#### TEKS KUTIPAN ####

Dalam teori tersebut,
Rostow menjelaskan bahwa pembangunan atau modernisasi merupakan proses
bertahap, dimana masyarakat akan berkembang dari masyarakat tradisional dan
berakhir pada tahap masyarakat dengan konsumsi tinggi. Pembangunan ekonomi atau
transformasi suatu masyarakat tradisional menuju masyarakat modern merupakan
suatu proses yang multidimensional. Dimana perubahan ini bukan hanya bertumpu
pada perubahan ekonomi dari agraris ke industri saja, melainkan pula perubahan
pada bidang sosial, budaya, politik, ekonomi, bahkan agama.
Melihat reaksi dari
proses pembangunan baik yang sedang berjalan sekarang maupun pada masa orde
baru, memang di akui bahwa pembangunan tersebut berjalan secara signifikan
sesuai dengan apa yang di rencanakan. Akan tetapi ada beberapa hal yang harus
di evaluasi dari proses pembangunan tersebut.
Menurut penulis, proses
pembangunan tidak hanya di prioritaskan pada pembangunan infrastruktur yang
terlihat secara fisik semata, akan tetapi pembangunan jiwa dan mental
masyarakat untuk menuju tahap akhir dari teori Rostow harus juga di imbangi.
Hal tersebut di perlukan guna memberikan kesadaran secara psikologis kepada
masyarakat untuk menghadapi kemajuan zaman. Tidak bisa dipungkiri bahwa
sebagian besar masyarakat Indonesia masih buta terhadap perkembangan ilmu
pengetahuan dan teknologi yang begitu pesat ini.
Selain itu, proses
pembangunan ini harus juga merata dan dirasakan oleh seluruh lapisan
masyarakat, agar supaya tidak terjadi disintegrasi. Meskipun sudah diterapkan
sistem desentralisasi, akan tetapi hal tersebut perlu dikaji kembali oleh
pemerintah pusat, sebab sumber daya, tingkatan ekonomi dan pendapatan
masing-masing daerah itu berbeba-beda. Hal tersebut diperlukan agar masyarakat
tidak kaget ataupun terkejut dengan berbagai tantangan yang akan di hadapi.

####

TUJUAN TUGAS 1:
Perbarui bagian teks tentang pembangunan dari "Hal tersebut di perlukan" sampai "akan di hadapi." dengan mengganti "desentralisasi" menjadi "otonomi daerah".
TUJUAN TUGAS 2:
Tuliskan lanjutan teks tentang pembangunan menurut teori Rostow, dimulai setelah kalimat terakhirnya.
Catatan yang ada di bawah ini diambil dari sumber yang berbeda.

#### BARIS TERSIMPAN ####

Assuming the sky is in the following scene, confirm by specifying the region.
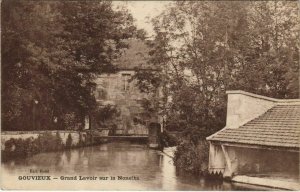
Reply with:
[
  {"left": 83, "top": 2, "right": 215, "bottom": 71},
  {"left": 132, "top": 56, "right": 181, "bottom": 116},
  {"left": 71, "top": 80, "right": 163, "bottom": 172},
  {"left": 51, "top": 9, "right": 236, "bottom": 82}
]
[{"left": 113, "top": 1, "right": 171, "bottom": 36}]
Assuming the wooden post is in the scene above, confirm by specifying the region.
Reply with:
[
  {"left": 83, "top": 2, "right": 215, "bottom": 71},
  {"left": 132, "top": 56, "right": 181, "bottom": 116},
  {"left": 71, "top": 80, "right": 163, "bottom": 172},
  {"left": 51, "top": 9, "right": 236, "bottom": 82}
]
[{"left": 221, "top": 145, "right": 233, "bottom": 177}]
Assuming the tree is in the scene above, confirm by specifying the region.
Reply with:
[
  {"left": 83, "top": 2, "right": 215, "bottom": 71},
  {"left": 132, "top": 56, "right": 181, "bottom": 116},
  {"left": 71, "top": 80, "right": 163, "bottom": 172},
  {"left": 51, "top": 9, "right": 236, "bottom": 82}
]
[
  {"left": 137, "top": 1, "right": 299, "bottom": 173},
  {"left": 1, "top": 1, "right": 138, "bottom": 130},
  {"left": 137, "top": 1, "right": 299, "bottom": 141}
]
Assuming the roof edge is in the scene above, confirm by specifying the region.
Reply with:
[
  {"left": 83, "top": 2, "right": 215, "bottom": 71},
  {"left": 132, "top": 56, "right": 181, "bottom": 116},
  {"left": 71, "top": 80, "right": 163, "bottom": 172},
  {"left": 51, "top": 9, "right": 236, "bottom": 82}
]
[{"left": 226, "top": 90, "right": 300, "bottom": 105}]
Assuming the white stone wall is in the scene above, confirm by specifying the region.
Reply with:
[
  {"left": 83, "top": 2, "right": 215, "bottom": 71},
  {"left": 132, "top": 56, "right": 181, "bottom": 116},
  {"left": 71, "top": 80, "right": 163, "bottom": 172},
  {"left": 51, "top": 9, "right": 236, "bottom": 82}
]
[{"left": 226, "top": 91, "right": 276, "bottom": 128}]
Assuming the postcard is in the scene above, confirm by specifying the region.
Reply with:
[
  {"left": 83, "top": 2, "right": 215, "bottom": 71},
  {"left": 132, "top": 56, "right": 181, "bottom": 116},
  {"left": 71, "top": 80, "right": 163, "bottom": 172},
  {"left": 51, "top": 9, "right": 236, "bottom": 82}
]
[{"left": 0, "top": 0, "right": 300, "bottom": 191}]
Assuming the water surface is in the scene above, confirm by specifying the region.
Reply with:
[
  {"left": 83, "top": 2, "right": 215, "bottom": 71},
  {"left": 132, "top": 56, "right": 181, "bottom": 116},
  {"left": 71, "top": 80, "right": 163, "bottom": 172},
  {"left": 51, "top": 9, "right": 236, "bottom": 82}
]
[{"left": 1, "top": 142, "right": 266, "bottom": 190}]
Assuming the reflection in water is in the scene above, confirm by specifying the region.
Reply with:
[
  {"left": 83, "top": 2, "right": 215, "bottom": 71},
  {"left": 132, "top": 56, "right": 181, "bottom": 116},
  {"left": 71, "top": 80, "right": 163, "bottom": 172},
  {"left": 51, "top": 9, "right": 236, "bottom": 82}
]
[{"left": 1, "top": 142, "right": 270, "bottom": 190}]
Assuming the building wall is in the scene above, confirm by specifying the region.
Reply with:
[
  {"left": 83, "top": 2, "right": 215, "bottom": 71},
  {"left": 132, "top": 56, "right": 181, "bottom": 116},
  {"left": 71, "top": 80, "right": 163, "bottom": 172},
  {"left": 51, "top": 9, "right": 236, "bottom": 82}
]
[
  {"left": 226, "top": 91, "right": 275, "bottom": 128},
  {"left": 91, "top": 70, "right": 158, "bottom": 135},
  {"left": 209, "top": 144, "right": 300, "bottom": 180}
]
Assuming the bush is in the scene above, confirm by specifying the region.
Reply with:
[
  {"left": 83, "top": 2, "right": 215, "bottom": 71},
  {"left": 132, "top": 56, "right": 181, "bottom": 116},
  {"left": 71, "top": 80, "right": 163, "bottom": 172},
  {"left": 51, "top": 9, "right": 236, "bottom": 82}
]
[
  {"left": 173, "top": 141, "right": 208, "bottom": 175},
  {"left": 159, "top": 131, "right": 179, "bottom": 147},
  {"left": 66, "top": 133, "right": 73, "bottom": 149},
  {"left": 1, "top": 132, "right": 63, "bottom": 161}
]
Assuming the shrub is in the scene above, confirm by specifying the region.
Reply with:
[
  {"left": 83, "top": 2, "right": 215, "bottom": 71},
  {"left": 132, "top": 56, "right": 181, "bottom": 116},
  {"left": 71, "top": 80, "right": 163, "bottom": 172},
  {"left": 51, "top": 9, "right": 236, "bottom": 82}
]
[
  {"left": 173, "top": 141, "right": 208, "bottom": 174},
  {"left": 159, "top": 131, "right": 179, "bottom": 147},
  {"left": 1, "top": 132, "right": 63, "bottom": 160}
]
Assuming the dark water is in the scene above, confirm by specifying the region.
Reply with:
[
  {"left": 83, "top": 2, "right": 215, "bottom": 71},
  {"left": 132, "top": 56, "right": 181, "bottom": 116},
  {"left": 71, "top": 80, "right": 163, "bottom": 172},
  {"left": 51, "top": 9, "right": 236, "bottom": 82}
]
[{"left": 1, "top": 142, "right": 266, "bottom": 190}]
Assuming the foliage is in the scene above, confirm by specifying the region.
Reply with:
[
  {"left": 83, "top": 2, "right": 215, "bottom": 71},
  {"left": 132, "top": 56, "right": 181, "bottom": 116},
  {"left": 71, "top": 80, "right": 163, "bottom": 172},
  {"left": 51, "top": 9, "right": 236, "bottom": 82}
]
[
  {"left": 136, "top": 1, "right": 299, "bottom": 142},
  {"left": 159, "top": 131, "right": 179, "bottom": 147},
  {"left": 66, "top": 133, "right": 73, "bottom": 149},
  {"left": 1, "top": 0, "right": 142, "bottom": 130},
  {"left": 2, "top": 132, "right": 63, "bottom": 160},
  {"left": 173, "top": 141, "right": 209, "bottom": 174}
]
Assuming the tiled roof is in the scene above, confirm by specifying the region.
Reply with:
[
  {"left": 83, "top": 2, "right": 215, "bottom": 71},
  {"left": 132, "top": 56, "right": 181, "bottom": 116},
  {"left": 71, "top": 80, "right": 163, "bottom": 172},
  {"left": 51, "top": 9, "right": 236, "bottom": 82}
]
[{"left": 207, "top": 104, "right": 300, "bottom": 148}]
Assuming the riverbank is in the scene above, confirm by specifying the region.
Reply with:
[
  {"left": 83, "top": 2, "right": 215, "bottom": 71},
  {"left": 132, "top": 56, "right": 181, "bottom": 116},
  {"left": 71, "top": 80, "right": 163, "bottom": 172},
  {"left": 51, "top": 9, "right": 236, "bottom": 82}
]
[
  {"left": 1, "top": 130, "right": 104, "bottom": 161},
  {"left": 0, "top": 141, "right": 272, "bottom": 191}
]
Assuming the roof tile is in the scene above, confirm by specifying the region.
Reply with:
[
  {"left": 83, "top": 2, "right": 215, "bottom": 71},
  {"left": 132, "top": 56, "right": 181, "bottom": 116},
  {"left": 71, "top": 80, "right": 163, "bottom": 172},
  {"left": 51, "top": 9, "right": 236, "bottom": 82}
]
[{"left": 208, "top": 104, "right": 300, "bottom": 148}]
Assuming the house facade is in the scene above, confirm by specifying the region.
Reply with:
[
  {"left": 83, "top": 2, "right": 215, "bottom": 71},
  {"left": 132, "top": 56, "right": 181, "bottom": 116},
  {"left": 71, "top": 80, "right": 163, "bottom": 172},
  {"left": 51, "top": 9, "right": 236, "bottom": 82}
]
[
  {"left": 86, "top": 39, "right": 161, "bottom": 139},
  {"left": 207, "top": 91, "right": 300, "bottom": 190}
]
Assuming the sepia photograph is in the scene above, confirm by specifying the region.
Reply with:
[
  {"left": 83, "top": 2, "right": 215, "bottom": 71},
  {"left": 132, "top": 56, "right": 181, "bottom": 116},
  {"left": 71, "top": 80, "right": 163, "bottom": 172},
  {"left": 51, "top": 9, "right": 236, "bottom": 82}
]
[{"left": 0, "top": 0, "right": 300, "bottom": 191}]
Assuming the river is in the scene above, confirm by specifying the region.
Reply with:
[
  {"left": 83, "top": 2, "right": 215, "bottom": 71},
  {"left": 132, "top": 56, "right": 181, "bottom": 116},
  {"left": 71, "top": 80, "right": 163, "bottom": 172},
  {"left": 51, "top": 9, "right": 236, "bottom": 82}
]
[{"left": 1, "top": 142, "right": 272, "bottom": 190}]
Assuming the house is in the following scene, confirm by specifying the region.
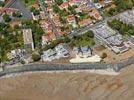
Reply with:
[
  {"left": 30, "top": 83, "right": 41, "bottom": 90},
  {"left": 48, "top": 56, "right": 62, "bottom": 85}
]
[
  {"left": 67, "top": 15, "right": 76, "bottom": 24},
  {"left": 73, "top": 46, "right": 92, "bottom": 58},
  {"left": 79, "top": 18, "right": 92, "bottom": 27},
  {"left": 89, "top": 8, "right": 103, "bottom": 20},
  {"left": 23, "top": 29, "right": 34, "bottom": 50},
  {"left": 91, "top": 23, "right": 129, "bottom": 54},
  {"left": 55, "top": 43, "right": 69, "bottom": 58},
  {"left": 41, "top": 43, "right": 69, "bottom": 61},
  {"left": 7, "top": 49, "right": 26, "bottom": 60},
  {"left": 41, "top": 49, "right": 57, "bottom": 61},
  {"left": 42, "top": 32, "right": 55, "bottom": 45},
  {"left": 59, "top": 1, "right": 69, "bottom": 10},
  {"left": 0, "top": 7, "right": 18, "bottom": 15}
]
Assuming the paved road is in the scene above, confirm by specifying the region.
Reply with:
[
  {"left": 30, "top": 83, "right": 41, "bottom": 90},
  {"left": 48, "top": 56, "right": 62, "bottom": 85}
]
[{"left": 38, "top": 0, "right": 59, "bottom": 38}]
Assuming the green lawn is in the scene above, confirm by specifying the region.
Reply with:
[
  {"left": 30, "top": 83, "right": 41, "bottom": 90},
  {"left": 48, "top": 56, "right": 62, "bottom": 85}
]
[{"left": 24, "top": 0, "right": 37, "bottom": 6}]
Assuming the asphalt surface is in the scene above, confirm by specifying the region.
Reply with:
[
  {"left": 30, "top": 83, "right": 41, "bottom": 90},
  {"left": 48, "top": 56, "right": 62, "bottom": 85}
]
[
  {"left": 0, "top": 57, "right": 134, "bottom": 77},
  {"left": 38, "top": 0, "right": 59, "bottom": 38},
  {"left": 5, "top": 0, "right": 32, "bottom": 19}
]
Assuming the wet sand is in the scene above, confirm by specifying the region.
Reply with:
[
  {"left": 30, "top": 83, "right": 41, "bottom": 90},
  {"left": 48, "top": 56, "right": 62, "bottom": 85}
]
[{"left": 0, "top": 65, "right": 134, "bottom": 100}]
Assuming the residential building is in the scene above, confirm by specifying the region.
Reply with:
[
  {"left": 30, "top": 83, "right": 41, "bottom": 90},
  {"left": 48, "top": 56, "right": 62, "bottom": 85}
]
[
  {"left": 73, "top": 46, "right": 92, "bottom": 58},
  {"left": 23, "top": 29, "right": 34, "bottom": 50}
]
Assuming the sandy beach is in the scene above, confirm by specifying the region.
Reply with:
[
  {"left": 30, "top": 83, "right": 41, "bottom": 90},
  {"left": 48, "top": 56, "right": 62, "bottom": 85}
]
[{"left": 0, "top": 65, "right": 134, "bottom": 100}]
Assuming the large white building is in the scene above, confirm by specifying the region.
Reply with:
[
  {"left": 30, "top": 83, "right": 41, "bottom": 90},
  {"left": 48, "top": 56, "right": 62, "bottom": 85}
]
[{"left": 23, "top": 29, "right": 34, "bottom": 50}]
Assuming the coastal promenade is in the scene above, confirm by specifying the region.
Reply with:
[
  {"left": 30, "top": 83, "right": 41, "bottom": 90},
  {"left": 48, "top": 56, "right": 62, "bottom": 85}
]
[{"left": 0, "top": 57, "right": 134, "bottom": 77}]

####

JAWABAN TERTULIS 1:
Hal tersebut di perlukan guna memberikan kesadaran secara psikologis kepada
masyarakat untuk menghadapi kemajuan zaman. Tidak bisa dipungkiri bahwa
sebagian besar masyarakat Indonesia masih buta terhadap perkembangan ilmu
pengetahuan dan teknologi yang begitu pesat ini.
Selain itu, proses
pembangunan ini harus juga merata dan dirasakan oleh seluruh lapisan
masyarakat, agar supaya tidak terjadi disintegrasi. Meskipun sudah diterapkan
sistem otonomi daerah, akan tetapi hal tersebut perlu dikaji kembali oleh
pemerintah pusat, sebab sumber daya, tingkatan ekonomi dan pendapatan
masing-masing daerah itu berbeba-beda. Hal tersebut diperlukan agar masyarakat
tidak kaget ataupun terkejut dengan berbagai tantangan yang akan di hadapi.

JAWABAN TERTULIS 2:
Perlu di sadari
bersama, bahwa Indonesia pada hari ini tengah berada pada percaturan politik
Internasional yang mendorong hasilnya kepada mekanisme pasar. Kehadiran MEA
(Masyarakat Ekonomi ASEAN) yang menggantikan ASEAN Free Trade Area (AFTA)
2015 lalu menjadi bukti bahwa kurangnya kesadaran sekaligus kesiapan baik
pemerintah maupun masyarakat untuk menghadapi gelombang besar perubahan ekonomi
global. Maka jangan heran kemudian kenapa akhir-akhir ini muncul kebijakan yang
di nilai merugikan rakyat, seperti Perpres no. 20 tentang TKA, itu adalah salah
satu imbas dari ke-tidaksiap-an kita dalam menghadapi MEA. Padahal ASEAN
Community sudah di bentuk sejak 2003 silam dengan tiga pilar utamanya yaitu, ASEAN
Economic Community, ASEAN Security Community, dan ASEAN Socio-Cultural
Community. Pertanyaannya sudah siapkah kita untuk menghadapi dua pilar
selanjutnya?
Mengevaluasi dari
program MEA tersebut, maka harus ada upaya pendidikan sekaligus penyadaran dari
pemerintah terkait dengan persoalan bilateral negara, bukan hanya sebatas
sosialisasi semata. Hal tersebut harus intens dilakukan supaya masyarakat
Indonesia bisa benar-benar paham dengan segala macam kemungkinan-kemungkinan
yang akan terjadi. Apalagi Indonesia di prediksi akan menjadi bagian dari
kekuatan ekonomi ASEAN bahkan dunia dengan bonus demografisnya di tahun 2030
mendatang.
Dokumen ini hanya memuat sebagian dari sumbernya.